Problem details –
Beginning at the line containing "Objective — for every instance of the paved" and continuing to the end of the records below, give each line again exactly as it stands, and only those lines.

Excerpted data –
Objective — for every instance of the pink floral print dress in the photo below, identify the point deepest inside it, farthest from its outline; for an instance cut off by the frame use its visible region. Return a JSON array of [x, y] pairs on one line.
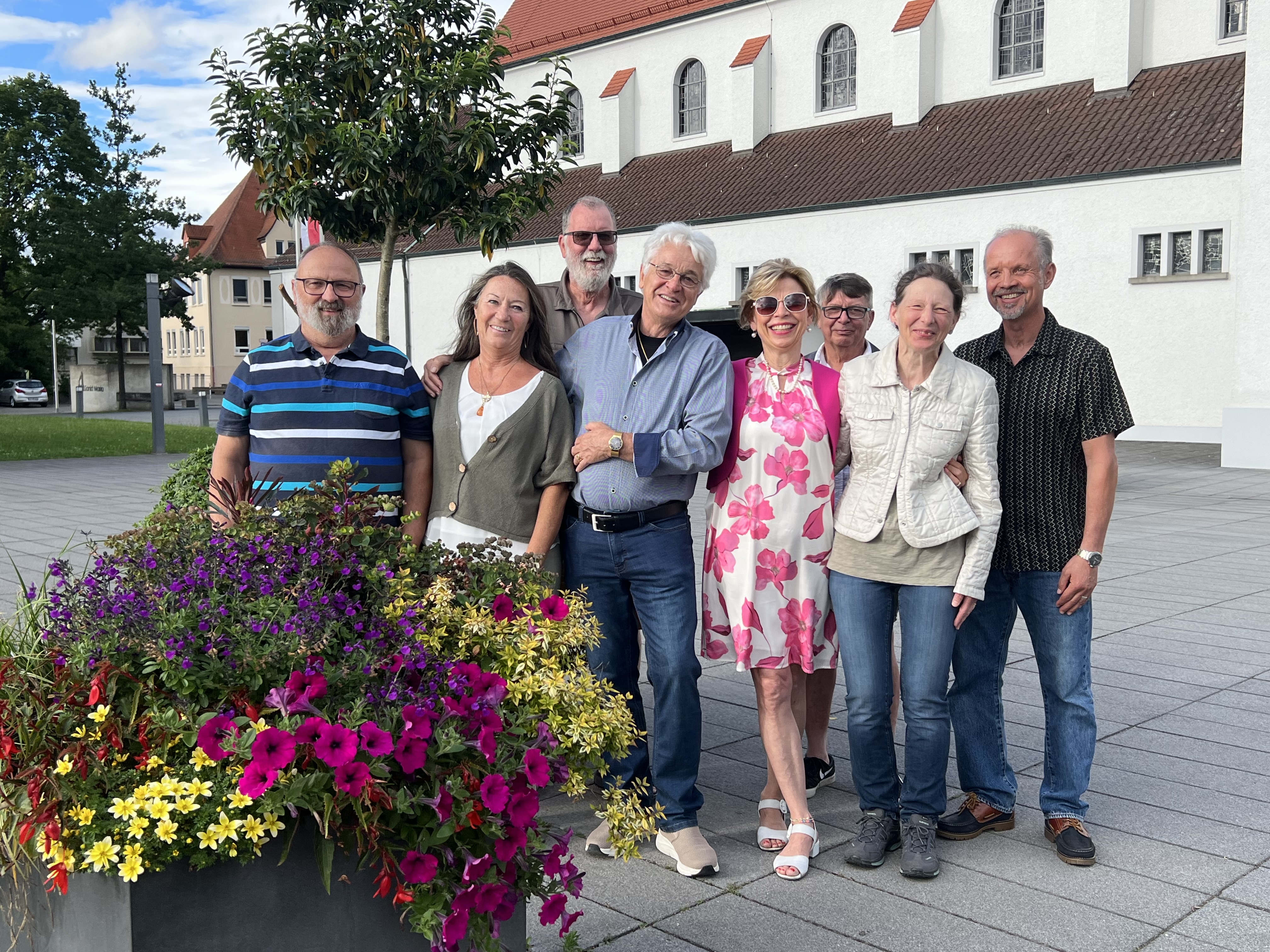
[[765, 586]]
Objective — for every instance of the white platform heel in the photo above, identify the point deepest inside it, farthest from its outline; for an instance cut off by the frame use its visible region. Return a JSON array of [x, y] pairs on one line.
[[770, 833], [798, 862]]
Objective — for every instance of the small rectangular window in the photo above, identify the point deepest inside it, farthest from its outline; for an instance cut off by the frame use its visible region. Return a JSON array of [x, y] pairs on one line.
[[1213, 259], [1180, 243], [1150, 254], [966, 266]]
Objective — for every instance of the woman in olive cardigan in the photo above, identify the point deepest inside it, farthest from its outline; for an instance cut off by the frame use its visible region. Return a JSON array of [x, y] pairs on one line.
[[502, 426]]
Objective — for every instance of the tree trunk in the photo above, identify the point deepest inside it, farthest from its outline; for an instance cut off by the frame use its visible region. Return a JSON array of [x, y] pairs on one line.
[[381, 292], [118, 359]]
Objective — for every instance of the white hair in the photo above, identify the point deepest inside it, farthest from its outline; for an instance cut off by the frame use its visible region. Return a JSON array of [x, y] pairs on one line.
[[1043, 239], [676, 233]]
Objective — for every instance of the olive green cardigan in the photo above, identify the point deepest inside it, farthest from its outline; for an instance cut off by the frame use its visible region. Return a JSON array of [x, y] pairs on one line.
[[500, 488]]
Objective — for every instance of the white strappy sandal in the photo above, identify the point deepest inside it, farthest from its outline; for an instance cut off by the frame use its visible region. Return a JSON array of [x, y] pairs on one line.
[[798, 862], [768, 832]]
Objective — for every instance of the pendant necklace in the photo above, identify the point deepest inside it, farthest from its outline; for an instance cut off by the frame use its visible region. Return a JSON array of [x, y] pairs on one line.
[[486, 398]]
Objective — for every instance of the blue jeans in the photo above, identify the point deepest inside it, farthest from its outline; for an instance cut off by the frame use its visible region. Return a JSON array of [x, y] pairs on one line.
[[653, 568], [865, 614], [1062, 647]]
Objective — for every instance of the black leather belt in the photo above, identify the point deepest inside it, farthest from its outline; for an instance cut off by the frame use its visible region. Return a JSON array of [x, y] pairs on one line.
[[624, 522]]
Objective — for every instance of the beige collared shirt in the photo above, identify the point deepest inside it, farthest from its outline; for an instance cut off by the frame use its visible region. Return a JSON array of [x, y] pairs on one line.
[[563, 318]]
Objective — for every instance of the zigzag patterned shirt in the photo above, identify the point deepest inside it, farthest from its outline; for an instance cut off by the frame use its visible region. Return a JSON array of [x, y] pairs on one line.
[[303, 413]]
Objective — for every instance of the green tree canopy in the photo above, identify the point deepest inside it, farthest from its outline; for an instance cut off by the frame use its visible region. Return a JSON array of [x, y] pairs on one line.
[[385, 117]]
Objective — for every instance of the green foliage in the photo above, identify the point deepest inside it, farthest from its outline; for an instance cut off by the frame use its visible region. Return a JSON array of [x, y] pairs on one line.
[[379, 117], [187, 487]]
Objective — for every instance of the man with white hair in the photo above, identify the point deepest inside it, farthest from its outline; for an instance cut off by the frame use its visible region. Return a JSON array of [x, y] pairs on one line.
[[652, 402], [328, 393], [1061, 411]]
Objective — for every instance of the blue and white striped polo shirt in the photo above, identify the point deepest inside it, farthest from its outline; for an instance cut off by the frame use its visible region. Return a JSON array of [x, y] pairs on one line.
[[304, 413]]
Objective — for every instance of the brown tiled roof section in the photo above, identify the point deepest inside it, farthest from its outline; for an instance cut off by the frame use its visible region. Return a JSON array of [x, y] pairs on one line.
[[912, 16], [540, 27], [232, 234], [616, 83], [750, 51], [1173, 116]]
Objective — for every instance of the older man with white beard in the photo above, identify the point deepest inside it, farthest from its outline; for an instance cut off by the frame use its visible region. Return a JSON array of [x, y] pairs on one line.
[[328, 393], [586, 291]]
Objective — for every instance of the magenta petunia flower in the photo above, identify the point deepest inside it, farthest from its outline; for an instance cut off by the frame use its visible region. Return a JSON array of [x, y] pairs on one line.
[[418, 867], [411, 753], [536, 768], [376, 742], [211, 734], [256, 780], [554, 607], [352, 777], [495, 792], [336, 744], [310, 730], [273, 749]]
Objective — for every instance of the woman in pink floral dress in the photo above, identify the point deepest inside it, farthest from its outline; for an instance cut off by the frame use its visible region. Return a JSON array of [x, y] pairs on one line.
[[765, 589]]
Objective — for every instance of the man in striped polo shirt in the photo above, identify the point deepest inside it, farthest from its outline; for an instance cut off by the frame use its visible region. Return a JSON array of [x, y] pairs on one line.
[[326, 393]]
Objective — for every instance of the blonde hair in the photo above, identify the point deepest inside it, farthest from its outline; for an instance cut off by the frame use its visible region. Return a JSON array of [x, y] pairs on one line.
[[766, 277]]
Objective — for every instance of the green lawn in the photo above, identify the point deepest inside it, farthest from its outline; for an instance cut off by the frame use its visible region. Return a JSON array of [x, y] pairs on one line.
[[48, 437]]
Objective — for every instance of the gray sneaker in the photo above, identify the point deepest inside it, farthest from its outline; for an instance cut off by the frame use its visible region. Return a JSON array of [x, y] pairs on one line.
[[878, 836], [919, 861]]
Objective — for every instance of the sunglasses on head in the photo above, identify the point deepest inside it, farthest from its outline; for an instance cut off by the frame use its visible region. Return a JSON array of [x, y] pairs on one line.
[[794, 304], [582, 239]]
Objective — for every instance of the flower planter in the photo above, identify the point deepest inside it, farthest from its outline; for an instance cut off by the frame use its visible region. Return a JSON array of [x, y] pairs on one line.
[[262, 907]]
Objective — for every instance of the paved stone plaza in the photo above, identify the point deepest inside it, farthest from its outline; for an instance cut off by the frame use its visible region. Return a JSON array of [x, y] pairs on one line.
[[1180, 795]]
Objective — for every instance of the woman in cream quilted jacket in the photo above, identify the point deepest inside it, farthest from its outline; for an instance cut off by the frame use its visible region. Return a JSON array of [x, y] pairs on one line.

Exercise solution –
Objective — for every instance of the paved stone plaza in the photo above, identify the point deepest inside it, farthest from its outline; for an instance cut off by the frame use its visible region. Return a JSON array of [x, y] pairs on one line.
[[1180, 795]]
Objective — for every instance of the woman in cream quilted jacket in the photo above, identify the point deepest inside it, farthest from its outline; for an instance cut off by the frame use its visible region. Return a JSON array of [x, y] pairs on one line.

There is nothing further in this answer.